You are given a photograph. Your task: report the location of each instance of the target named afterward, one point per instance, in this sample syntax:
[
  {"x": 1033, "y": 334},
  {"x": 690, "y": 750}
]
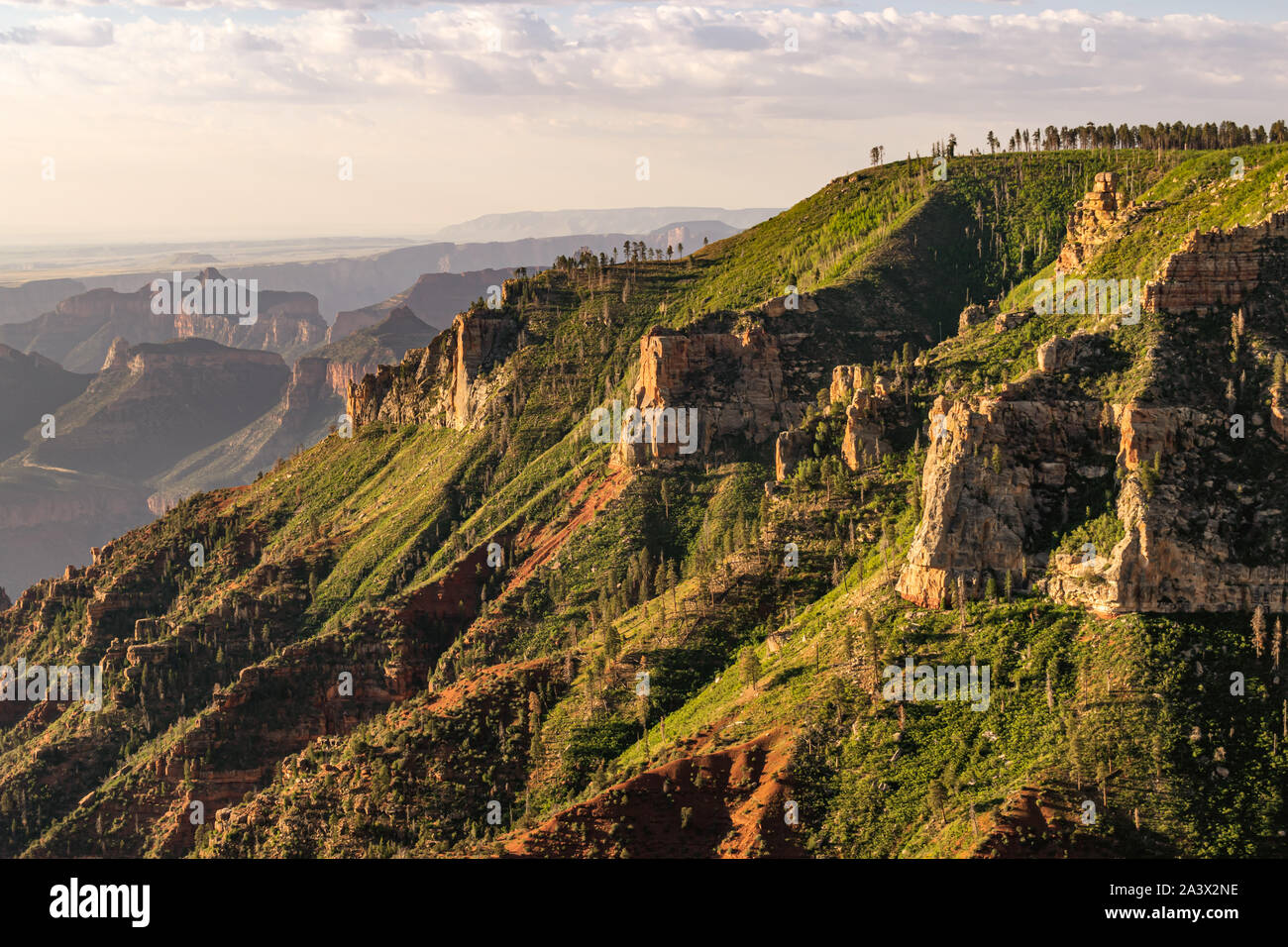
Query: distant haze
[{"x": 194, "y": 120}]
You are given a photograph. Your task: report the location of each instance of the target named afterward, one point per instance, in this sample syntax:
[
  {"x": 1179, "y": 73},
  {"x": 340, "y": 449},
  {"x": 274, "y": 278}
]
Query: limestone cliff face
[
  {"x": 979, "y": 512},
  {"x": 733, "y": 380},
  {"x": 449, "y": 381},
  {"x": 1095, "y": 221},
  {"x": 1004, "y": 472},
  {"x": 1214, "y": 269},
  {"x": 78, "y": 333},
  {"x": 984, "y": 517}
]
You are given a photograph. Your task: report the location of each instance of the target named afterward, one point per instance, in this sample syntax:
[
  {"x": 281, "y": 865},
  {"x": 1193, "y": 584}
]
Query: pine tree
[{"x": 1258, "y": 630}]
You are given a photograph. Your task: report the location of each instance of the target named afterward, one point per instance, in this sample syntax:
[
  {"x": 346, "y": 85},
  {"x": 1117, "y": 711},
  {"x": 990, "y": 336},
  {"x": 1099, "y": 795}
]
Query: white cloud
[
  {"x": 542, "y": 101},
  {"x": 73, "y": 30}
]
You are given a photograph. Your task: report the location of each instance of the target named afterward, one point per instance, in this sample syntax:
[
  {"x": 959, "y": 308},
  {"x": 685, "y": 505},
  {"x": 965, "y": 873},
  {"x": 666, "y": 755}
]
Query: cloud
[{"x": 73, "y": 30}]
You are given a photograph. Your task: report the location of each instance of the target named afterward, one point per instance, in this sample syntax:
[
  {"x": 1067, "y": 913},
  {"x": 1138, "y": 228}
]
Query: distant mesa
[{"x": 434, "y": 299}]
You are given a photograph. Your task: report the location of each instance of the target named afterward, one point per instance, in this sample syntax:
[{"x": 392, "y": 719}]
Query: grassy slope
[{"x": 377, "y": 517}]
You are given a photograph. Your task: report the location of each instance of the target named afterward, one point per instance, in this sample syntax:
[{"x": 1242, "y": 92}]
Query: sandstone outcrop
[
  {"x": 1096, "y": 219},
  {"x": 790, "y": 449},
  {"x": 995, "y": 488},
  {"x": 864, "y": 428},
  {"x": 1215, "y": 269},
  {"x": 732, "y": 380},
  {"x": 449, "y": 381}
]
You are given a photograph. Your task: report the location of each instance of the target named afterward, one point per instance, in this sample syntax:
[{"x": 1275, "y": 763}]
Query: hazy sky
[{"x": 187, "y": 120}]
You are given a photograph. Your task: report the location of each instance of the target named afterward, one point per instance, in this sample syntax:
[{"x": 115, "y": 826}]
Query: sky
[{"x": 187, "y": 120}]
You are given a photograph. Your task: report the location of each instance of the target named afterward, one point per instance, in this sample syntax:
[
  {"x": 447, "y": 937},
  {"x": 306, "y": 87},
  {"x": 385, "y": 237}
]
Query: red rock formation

____

Locate every line in the material above that contains the string "Query", matching its case exactly, and copy each of those lines.

Query: distant haze
Query: limestone cliff face
Query: pine tree
Query: white cloud
Query: cloud
Query: distant mesa
Query: grassy slope
Query: sandstone outcrop
Query: hazy sky
Query: sky
Query: red rock formation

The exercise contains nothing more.